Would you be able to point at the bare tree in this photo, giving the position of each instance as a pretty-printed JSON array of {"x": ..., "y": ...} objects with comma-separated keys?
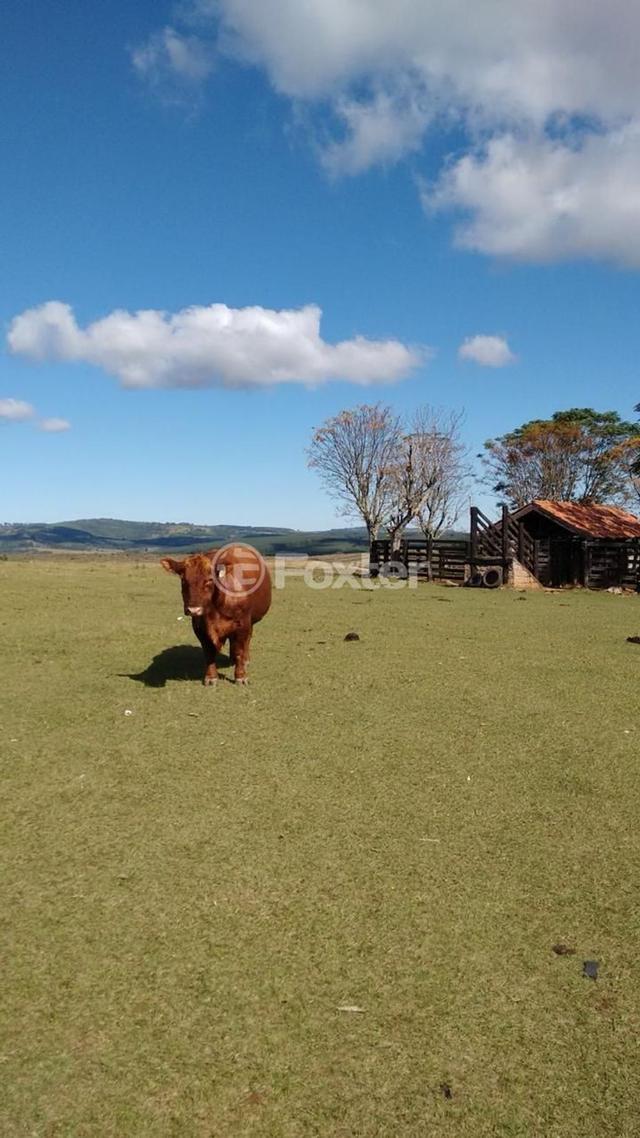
[
  {"x": 354, "y": 454},
  {"x": 446, "y": 468},
  {"x": 415, "y": 475}
]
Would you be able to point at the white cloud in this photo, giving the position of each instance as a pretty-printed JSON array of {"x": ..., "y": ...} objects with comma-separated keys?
[
  {"x": 173, "y": 63},
  {"x": 15, "y": 410},
  {"x": 213, "y": 346},
  {"x": 377, "y": 130},
  {"x": 544, "y": 93},
  {"x": 487, "y": 351},
  {"x": 532, "y": 59},
  {"x": 542, "y": 200},
  {"x": 54, "y": 425}
]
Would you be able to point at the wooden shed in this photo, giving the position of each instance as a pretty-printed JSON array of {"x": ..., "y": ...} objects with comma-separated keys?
[{"x": 577, "y": 544}]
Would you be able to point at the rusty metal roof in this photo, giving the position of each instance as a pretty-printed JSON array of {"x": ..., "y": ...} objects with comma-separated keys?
[{"x": 591, "y": 520}]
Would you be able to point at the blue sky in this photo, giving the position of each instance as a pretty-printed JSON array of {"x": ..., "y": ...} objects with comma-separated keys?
[{"x": 172, "y": 157}]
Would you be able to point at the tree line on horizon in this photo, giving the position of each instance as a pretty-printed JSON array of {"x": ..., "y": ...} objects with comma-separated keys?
[{"x": 392, "y": 471}]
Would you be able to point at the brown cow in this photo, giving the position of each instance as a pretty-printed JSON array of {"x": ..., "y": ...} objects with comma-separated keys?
[{"x": 226, "y": 592}]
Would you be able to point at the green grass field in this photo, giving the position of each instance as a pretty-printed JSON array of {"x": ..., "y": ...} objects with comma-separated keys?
[{"x": 405, "y": 824}]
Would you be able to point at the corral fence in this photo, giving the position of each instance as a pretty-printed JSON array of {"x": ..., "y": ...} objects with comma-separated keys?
[
  {"x": 492, "y": 549},
  {"x": 435, "y": 559}
]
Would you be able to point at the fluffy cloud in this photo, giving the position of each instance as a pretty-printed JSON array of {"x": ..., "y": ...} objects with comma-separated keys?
[
  {"x": 489, "y": 351},
  {"x": 208, "y": 346},
  {"x": 523, "y": 59},
  {"x": 54, "y": 426},
  {"x": 15, "y": 410},
  {"x": 173, "y": 63},
  {"x": 376, "y": 130},
  {"x": 544, "y": 92},
  {"x": 543, "y": 200}
]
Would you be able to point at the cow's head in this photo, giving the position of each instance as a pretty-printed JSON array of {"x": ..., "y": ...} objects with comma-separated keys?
[{"x": 197, "y": 579}]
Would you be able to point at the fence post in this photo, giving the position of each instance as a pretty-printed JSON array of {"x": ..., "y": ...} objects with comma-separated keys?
[
  {"x": 429, "y": 555},
  {"x": 505, "y": 534},
  {"x": 473, "y": 535}
]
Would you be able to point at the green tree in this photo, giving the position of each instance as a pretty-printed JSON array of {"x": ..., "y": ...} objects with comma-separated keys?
[{"x": 576, "y": 455}]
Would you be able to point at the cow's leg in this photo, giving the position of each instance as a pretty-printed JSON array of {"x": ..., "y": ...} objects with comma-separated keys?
[
  {"x": 208, "y": 650},
  {"x": 241, "y": 641}
]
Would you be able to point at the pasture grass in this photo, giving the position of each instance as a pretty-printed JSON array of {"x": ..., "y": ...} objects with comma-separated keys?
[{"x": 405, "y": 824}]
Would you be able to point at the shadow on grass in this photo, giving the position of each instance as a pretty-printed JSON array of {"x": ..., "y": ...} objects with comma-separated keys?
[{"x": 182, "y": 661}]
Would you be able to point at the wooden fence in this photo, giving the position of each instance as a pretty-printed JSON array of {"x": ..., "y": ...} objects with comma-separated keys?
[{"x": 437, "y": 559}]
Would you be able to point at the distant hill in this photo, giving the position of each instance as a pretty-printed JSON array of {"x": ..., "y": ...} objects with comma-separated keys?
[{"x": 113, "y": 535}]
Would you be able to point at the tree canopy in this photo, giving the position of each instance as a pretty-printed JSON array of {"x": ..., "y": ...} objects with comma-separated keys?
[{"x": 576, "y": 455}]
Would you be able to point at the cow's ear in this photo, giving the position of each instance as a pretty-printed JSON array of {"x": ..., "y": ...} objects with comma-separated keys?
[{"x": 172, "y": 566}]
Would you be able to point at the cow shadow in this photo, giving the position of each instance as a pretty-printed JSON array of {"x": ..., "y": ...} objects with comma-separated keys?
[{"x": 182, "y": 661}]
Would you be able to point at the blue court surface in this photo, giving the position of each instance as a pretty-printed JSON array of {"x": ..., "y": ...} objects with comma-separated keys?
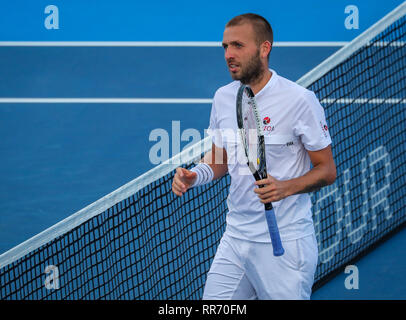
::::
**WRITTEN REQUEST**
Convert the data from the line containing "Would you be able to point at the pasture" through the end of the data, inclusive, into a Markdown table with the columns Row and Line, omitting blank lines and any pictures.

**THE RESPONSE**
| Row | Line |
|---|---|
| 1 | Would you be able to point at the pasture grass in this photo, giving the position of each instance as a pretty-printed JSON array of {"x": ..., "y": ...} objects with comma-separated keys? |
| 2 | [{"x": 405, "y": 824}] |
| 3 | Would you be able to point at the shadow on grass in this photo, giving the position of each instance as a pretty-printed JSON array of {"x": ..., "y": ...} objects with comma-separated keys? |
| 4 | [{"x": 182, "y": 661}] |
| 5 | Would you be able to point at the wooden fence in this photo, giving the position of each instance as a pretty-printed JSON array of {"x": ..., "y": ...} objects with comma-separated keys? |
| 6 | [{"x": 437, "y": 559}] |
| 7 | Would you be able to point at the distant hill in this photo, giving the position of each instance as a pretty-printed JSON array of {"x": ..., "y": ...} objects with comma-separated keys? |
| 8 | [{"x": 113, "y": 535}] |
| 9 | Would you be able to point at the tree canopy in this photo, giving the position of each instance as a pretty-printed JSON array of {"x": ..., "y": ...} objects with comma-separated keys? |
| 10 | [{"x": 576, "y": 455}] |
| 11 | Would you be able to point at the cow's ear in this photo, giving the position of each instance as a pretty-printed JSON array of {"x": ..., "y": ...} objects with comma-separated keys? |
| 12 | [{"x": 172, "y": 566}] |
| 13 | Would you be able to point at the cow shadow in this photo, giving the position of each instance as a pretty-printed JSON array of {"x": ..., "y": ...} objects with comma-separated keys? |
| 14 | [{"x": 182, "y": 661}] |
| 15 | Would you be able to point at the blue court surface in this photo, giving the position of each instance as a pretty-printed JSON array of {"x": ..., "y": ...} objects with comma-separated keys? |